WHAT THE TASK REQUIRES> When you reply, transcribe every line of the data below exactly.

┄┄┄┄┄┄

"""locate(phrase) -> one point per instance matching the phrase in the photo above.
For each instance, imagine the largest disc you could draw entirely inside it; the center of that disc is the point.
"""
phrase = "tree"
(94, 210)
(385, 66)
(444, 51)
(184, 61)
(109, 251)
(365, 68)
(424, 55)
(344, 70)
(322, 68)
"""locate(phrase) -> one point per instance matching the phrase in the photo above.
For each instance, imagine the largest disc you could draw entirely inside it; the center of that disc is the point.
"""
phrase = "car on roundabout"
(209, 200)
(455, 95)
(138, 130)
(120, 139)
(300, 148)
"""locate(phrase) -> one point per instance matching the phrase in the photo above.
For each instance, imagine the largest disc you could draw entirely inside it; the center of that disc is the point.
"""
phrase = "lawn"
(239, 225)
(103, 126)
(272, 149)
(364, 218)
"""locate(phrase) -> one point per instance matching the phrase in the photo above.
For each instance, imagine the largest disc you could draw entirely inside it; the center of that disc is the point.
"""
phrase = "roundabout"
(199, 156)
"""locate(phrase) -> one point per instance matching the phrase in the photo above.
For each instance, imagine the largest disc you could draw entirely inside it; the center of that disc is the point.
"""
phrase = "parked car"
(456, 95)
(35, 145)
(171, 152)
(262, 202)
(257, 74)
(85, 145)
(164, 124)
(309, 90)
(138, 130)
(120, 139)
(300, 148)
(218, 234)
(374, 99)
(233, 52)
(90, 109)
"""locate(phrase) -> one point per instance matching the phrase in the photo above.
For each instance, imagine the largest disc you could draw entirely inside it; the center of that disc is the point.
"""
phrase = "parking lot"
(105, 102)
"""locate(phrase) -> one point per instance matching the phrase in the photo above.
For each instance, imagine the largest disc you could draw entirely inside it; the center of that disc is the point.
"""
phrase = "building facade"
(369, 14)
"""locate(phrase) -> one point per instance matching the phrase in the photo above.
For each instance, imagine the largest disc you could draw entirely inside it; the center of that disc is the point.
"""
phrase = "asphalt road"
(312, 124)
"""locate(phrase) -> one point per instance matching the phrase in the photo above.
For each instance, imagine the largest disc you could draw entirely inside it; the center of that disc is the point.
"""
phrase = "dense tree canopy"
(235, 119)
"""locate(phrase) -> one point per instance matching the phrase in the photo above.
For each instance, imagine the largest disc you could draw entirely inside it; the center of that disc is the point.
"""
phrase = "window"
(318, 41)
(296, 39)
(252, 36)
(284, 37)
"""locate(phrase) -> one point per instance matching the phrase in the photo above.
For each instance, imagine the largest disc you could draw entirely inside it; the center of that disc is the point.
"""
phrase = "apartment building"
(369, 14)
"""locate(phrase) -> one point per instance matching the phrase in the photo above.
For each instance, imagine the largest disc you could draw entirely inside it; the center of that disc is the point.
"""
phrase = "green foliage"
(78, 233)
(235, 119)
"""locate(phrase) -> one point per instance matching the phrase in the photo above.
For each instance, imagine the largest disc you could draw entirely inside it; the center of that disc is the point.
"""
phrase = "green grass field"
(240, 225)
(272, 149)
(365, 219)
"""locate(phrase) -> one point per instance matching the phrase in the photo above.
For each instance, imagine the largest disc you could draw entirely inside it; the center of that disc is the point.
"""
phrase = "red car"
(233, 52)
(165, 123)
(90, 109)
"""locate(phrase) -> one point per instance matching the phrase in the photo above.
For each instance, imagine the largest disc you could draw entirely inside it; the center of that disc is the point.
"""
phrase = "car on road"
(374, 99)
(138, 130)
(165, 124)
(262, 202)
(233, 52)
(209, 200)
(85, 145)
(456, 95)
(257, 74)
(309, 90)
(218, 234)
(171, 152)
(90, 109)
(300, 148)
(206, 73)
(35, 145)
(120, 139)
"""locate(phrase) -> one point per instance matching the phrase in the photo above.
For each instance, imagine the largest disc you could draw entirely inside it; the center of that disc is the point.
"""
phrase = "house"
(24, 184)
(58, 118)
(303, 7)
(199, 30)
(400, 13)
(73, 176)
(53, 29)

┄┄┄┄┄┄

SOLUTION BELOW>
"""locate(phrase) -> one point per instance matching the phrase in the photo above.
For each instance, imagine the largest disc you could draw entirely inside it; the center of that disc is the point.
"""
phrase = "tree"
(94, 210)
(385, 66)
(444, 51)
(184, 61)
(109, 251)
(365, 68)
(424, 55)
(344, 70)
(322, 68)
"""locate(phrase) -> one point per instance matching the phrase in the photo above.
For each instance, imagine the largest disc you could draw entirely inside it; the center of that disc is the point.
"""
phrase = "car on roundabout"
(209, 200)
(455, 95)
(138, 130)
(120, 139)
(300, 148)
"""locate(phrase) -> one point per instance matching the phrase in the photo above.
For each instance, imagine the largest disc you could draw entirely inside it; the center of that disc is the point.
"""
phrase = "lawn"
(239, 225)
(103, 126)
(272, 149)
(364, 218)
"""locate(phrase) -> one point per instance matching the phrase in the photo above.
For each instance, imagine the largest disc you could draw entirely inside it; the center of that disc is the point.
"""
phrase = "roundabout"
(199, 156)
"""locate(phrase) -> one point per instance matching the phrase in the photo above.
For each instance, imagine the largest disc you could draw entirely inside it; the center of that disc is the point.
"""
phrase = "parked car"
(456, 95)
(35, 145)
(171, 152)
(262, 202)
(257, 74)
(85, 145)
(164, 124)
(309, 90)
(138, 130)
(120, 139)
(300, 148)
(218, 234)
(374, 99)
(233, 52)
(90, 109)
"""locate(phrase) -> one point per instance matching the phrase in the photo above.
For each instance, imagine the largest disc you could draw entirely inside it; the center of that disc is the point.
"""
phrase = "parking lot"
(105, 102)
"""locate(phrase) -> one point per instance matching the phrase in the photo above.
For each instance, imagine the largest disc you could draw entirely inside it; the center of that disc is the point.
"""
phrase = "building facade"
(369, 14)
"""locate(phrase) -> one point per instance matching the phrase in the photo above.
For each instance, imagine the largest disc you could draw entirely inside it; the center of that disc is the point.
"""
phrase = "asphalt road"
(312, 124)
"""locate(phrase) -> one point per instance matching the phrase in the photo above.
For each instance, imagine the largest disc you could draw entirely inside it; the center of that disc is the point.
"""
phrase = "dense tree canopy"
(235, 119)
"""locate(phrase) -> one point per instance matching the phrase in the photo above.
For each instance, imagine the largest disc you could draw entirely inside it; the center of that disc is the point.
"""
phrase = "window"
(318, 41)
(296, 39)
(252, 36)
(284, 37)
"""locate(phrase) -> one point per instance matching the phrase in the photo above.
For each instance, imagine the largest disc you could draw entirely inside it; the center of that disc is the point.
"""
phrase = "apartment building"
(369, 14)
"""locate(phrase) -> one point per instance matching the phrase in the photo above.
For each instance, imagine the largest disc you could draw entirely inside it; the center of that disc is the point.
"""
phrase = "green foliage"
(78, 233)
(235, 119)
"""locate(phrase) -> one point per instance matching the phrase in the photo above.
For each instance, imagine the largest disc you could draw entirely inside it; the center of that disc is the point.
"""
phrase = "green grass field"
(240, 225)
(272, 149)
(365, 219)
"""locate(phrase) -> one point per instance matching the phrase in the photo above.
For each instance, imagine the largest disc you could draw entirely inside it; the center of that disc is the point.
"""
phrase = "red car"
(233, 52)
(165, 123)
(90, 109)
"""locate(phrase) -> one point per instance matching the phrase in the photo above.
For each instance, imagine the largest disc you could draw entirely inside it; the center of that disc is the point.
"""
phrase = "car on road"
(374, 99)
(138, 130)
(165, 124)
(262, 202)
(233, 52)
(209, 200)
(85, 145)
(456, 95)
(257, 74)
(309, 90)
(218, 234)
(171, 152)
(90, 109)
(300, 148)
(206, 73)
(35, 145)
(120, 139)
"""locate(phrase) -> one point per instance matching the phrase in the photo above.
For each instance, imagine the largest disc you could draw entirely inside it; the center of that disc is the point.
"""
phrase = "house"
(24, 184)
(58, 118)
(303, 7)
(199, 30)
(400, 13)
(73, 176)
(53, 29)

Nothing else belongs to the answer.